Study questions:
**a)** Copy, word for word, the stretch of the transcript from "BLITZER: You make" through "real legal consequences?".
**b)** List every person Phil Mudd refers to by name in his remarks in the transcript.

Passage to read:
-- Opening Marker --
PHIL MUDD, CNN COUNTERRORISM ANALYST: Yes, we've read it but he hasn't said it. I think there's a stylistic piece to this. Nobody -- a lot of people haven't read 450 pages. There's a credible witness, and I suspect he's going to be a clear minded, clear spoken witness who's going to talk into 10, million, 20 million, 50 million American living rooms.

Let me give you one scenario that if I were the White House, I'd worry about. Question one, Mr. McGahn, did the President ask you to fire Robert Mueller? Yes or no. Let's say McGahn says yes, as the report talks about. Mr. McGahn, did you interpret that as an effort by the White House to obstruct or impede the Mueller investigation? If McGahn answers yes to that one, the democrats look around Nancy Pelosi and others say we are looking for facts that determine whether we had to pursue obstruction because Mueller didn't. Want do you want us to do? The White House Counsel just said he got an order that he himself thought it was obstruction. I think this has tremendous potential to embarrass the White House and beyond that, Wolf.

BLITZER: You make an important point. Jeffrey Toobin, does Nadler's threat to hold Barr and McGahn in contempt of Congress have real legal consequences?
-- Closing Marker --
Dataset extract:
-- Opening Marker --
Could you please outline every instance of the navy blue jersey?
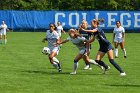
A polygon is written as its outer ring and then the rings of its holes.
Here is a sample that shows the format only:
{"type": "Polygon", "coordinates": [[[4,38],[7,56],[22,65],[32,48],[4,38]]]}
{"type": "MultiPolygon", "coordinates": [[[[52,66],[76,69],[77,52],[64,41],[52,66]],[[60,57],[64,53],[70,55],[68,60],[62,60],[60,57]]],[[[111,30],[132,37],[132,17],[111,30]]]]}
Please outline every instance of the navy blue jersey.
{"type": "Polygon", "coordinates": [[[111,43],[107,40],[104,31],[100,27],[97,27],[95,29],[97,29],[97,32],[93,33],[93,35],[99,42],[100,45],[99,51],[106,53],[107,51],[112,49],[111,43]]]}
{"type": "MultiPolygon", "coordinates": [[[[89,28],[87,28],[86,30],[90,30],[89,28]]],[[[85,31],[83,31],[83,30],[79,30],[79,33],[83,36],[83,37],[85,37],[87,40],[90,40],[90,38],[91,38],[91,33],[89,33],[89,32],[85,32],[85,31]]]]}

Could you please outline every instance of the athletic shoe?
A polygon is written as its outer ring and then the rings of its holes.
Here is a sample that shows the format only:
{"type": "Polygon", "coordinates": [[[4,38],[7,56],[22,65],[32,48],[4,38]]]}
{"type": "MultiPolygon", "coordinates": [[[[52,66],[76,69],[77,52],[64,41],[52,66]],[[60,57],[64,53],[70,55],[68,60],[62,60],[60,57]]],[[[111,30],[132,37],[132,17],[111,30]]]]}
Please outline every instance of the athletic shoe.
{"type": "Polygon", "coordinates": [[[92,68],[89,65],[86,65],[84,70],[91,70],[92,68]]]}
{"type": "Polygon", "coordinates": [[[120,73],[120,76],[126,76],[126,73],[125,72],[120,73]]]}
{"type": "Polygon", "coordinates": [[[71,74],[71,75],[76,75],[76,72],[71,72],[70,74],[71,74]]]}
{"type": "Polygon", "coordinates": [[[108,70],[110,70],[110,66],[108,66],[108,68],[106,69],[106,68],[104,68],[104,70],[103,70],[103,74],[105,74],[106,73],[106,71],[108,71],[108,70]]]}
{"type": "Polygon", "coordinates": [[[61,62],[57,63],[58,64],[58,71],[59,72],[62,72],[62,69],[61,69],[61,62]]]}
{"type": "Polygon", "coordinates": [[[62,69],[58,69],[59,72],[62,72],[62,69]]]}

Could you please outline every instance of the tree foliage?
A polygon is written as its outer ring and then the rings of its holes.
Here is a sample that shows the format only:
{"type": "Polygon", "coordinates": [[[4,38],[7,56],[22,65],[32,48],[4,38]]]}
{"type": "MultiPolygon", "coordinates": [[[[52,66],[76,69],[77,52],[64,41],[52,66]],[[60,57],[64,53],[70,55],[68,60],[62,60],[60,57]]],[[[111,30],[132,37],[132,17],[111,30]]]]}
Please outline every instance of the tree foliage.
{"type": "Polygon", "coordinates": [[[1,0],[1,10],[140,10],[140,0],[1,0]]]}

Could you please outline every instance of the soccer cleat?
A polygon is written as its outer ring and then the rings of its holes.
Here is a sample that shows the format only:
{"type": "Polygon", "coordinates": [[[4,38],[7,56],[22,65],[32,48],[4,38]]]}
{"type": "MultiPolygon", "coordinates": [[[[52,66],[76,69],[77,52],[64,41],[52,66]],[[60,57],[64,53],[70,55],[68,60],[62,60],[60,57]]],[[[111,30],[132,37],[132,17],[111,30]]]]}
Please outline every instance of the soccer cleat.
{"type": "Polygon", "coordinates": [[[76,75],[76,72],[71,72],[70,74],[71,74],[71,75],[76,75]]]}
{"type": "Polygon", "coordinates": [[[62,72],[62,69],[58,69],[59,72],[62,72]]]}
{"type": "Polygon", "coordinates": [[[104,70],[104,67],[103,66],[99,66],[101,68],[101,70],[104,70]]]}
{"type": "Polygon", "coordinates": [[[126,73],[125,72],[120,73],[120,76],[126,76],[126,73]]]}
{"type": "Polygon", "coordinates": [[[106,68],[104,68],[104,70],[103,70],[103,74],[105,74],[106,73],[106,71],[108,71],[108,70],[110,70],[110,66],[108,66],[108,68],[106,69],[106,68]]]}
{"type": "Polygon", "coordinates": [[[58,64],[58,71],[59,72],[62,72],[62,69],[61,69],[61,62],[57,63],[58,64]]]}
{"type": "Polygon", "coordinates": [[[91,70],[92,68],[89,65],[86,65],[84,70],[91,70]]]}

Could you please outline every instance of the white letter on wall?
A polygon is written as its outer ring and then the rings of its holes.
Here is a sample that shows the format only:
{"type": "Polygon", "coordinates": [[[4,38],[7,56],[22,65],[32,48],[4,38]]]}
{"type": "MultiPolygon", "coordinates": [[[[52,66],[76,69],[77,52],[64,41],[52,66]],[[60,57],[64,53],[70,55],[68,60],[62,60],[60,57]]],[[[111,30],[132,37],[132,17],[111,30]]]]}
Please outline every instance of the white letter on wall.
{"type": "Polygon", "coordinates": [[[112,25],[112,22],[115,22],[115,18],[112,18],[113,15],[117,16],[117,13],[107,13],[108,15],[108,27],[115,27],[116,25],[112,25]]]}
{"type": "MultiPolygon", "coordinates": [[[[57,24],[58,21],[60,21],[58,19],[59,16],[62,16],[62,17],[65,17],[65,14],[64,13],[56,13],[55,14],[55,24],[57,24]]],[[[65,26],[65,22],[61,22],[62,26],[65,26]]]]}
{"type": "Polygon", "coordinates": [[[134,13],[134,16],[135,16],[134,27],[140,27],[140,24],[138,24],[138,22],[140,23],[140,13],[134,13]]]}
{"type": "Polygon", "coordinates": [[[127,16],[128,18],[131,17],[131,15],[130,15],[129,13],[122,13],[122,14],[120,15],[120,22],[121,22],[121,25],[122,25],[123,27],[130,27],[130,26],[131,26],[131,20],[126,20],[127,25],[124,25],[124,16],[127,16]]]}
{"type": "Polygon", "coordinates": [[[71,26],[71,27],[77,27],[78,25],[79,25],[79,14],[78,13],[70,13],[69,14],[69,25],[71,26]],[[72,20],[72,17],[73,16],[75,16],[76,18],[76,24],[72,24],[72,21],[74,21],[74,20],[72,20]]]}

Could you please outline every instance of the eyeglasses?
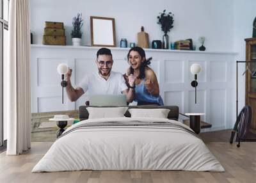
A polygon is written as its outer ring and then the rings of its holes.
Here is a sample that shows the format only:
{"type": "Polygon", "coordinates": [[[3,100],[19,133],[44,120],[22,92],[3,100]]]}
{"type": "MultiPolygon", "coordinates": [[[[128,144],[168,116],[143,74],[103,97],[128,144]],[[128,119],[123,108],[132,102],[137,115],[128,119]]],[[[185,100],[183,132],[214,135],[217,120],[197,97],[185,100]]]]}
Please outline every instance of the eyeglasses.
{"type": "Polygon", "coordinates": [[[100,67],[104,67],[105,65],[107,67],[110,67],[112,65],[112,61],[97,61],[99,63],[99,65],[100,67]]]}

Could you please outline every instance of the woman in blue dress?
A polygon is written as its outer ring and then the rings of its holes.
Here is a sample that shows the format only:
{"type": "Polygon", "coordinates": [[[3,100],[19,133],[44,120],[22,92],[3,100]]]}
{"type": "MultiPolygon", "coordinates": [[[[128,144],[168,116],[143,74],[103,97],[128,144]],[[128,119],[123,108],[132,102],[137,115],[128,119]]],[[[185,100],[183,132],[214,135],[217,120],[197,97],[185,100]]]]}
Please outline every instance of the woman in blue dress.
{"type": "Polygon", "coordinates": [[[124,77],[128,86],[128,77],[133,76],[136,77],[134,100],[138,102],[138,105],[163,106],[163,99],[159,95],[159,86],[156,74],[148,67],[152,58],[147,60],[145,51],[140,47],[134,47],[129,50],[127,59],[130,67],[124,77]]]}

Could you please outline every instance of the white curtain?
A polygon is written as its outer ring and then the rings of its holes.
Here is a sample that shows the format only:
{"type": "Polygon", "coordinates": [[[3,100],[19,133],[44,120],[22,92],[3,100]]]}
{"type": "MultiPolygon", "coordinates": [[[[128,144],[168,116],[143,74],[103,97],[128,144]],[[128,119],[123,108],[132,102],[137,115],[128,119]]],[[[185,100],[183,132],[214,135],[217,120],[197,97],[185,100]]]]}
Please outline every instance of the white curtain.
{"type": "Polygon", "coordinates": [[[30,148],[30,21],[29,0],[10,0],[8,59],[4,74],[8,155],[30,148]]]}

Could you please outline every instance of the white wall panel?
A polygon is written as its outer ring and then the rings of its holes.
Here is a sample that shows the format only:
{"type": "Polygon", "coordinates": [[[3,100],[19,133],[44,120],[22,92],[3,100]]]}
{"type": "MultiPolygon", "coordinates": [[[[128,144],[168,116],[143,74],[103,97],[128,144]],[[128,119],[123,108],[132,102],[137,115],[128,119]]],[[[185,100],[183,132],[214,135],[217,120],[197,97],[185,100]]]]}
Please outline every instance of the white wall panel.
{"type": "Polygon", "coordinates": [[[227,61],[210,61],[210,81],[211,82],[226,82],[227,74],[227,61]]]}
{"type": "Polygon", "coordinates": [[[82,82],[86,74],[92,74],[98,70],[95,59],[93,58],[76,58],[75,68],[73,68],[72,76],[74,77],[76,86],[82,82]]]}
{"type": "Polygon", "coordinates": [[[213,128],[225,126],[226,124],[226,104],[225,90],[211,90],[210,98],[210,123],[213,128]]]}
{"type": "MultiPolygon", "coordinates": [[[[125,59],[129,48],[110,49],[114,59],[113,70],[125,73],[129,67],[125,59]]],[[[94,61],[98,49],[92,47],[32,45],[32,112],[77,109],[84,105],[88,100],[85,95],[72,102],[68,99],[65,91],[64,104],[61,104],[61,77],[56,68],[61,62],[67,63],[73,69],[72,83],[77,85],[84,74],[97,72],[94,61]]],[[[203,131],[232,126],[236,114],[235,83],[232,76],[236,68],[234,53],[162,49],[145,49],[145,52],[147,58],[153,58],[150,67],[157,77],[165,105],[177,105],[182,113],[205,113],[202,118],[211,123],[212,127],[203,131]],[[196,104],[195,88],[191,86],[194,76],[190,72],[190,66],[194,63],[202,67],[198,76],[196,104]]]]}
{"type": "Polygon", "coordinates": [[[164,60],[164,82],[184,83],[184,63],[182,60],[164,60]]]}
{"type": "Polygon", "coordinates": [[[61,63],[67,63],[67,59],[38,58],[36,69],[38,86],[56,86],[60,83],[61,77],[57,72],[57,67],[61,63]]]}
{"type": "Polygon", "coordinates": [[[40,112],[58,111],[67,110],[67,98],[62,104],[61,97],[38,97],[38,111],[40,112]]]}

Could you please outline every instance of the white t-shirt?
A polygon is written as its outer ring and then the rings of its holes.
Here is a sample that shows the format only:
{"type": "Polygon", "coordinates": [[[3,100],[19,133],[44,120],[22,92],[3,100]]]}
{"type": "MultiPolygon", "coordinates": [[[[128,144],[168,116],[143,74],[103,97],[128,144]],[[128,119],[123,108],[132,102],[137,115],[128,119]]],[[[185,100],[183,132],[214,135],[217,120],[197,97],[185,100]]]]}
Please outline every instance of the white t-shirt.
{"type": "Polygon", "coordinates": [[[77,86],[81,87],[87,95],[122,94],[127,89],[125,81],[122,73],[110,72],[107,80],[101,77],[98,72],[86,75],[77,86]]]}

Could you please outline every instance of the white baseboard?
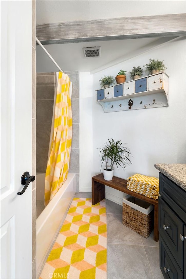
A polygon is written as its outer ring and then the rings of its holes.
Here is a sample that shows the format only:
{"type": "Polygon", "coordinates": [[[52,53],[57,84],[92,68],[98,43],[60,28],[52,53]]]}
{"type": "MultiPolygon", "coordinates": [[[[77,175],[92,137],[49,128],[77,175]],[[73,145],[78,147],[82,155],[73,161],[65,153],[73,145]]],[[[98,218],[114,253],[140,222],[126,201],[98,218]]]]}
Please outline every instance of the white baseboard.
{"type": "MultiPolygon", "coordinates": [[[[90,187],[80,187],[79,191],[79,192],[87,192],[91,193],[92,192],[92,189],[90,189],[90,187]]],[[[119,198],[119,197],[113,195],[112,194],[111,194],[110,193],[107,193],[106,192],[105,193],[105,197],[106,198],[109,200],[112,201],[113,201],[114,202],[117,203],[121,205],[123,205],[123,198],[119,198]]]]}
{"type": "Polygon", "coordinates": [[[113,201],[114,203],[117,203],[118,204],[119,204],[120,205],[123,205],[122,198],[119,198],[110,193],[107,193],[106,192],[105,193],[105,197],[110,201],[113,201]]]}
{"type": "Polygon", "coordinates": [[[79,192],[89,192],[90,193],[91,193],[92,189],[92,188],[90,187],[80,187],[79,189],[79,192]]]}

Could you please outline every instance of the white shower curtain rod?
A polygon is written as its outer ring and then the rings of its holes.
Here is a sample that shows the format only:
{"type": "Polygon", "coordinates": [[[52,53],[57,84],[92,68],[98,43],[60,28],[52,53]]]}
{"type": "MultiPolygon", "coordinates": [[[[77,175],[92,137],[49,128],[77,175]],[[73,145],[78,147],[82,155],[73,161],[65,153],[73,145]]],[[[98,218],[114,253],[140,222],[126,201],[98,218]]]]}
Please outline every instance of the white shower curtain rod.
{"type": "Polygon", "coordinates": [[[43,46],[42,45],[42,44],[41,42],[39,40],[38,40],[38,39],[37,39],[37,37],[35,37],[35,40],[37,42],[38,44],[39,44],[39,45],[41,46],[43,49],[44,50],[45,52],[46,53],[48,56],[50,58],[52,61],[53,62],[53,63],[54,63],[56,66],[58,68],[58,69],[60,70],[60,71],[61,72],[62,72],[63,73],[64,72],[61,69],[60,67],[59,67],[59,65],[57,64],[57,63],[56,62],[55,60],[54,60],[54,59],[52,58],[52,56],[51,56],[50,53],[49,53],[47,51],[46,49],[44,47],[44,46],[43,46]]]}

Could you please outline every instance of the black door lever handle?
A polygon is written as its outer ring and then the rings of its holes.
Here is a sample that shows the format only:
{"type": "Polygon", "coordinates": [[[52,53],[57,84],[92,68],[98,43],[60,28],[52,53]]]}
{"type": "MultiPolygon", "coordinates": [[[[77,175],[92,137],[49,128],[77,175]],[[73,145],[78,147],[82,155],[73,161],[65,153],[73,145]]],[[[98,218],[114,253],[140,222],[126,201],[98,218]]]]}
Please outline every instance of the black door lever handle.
-- Closing Marker --
Your responses:
**a)**
BLITZER: You make an important point. Jeffrey Toobin, does Nadler's threat to hold Barr and McGahn in contempt of Congress have real legal consequences?

**b)**
McGahn
Robert Mueller
Nancy Pelosi
Wolf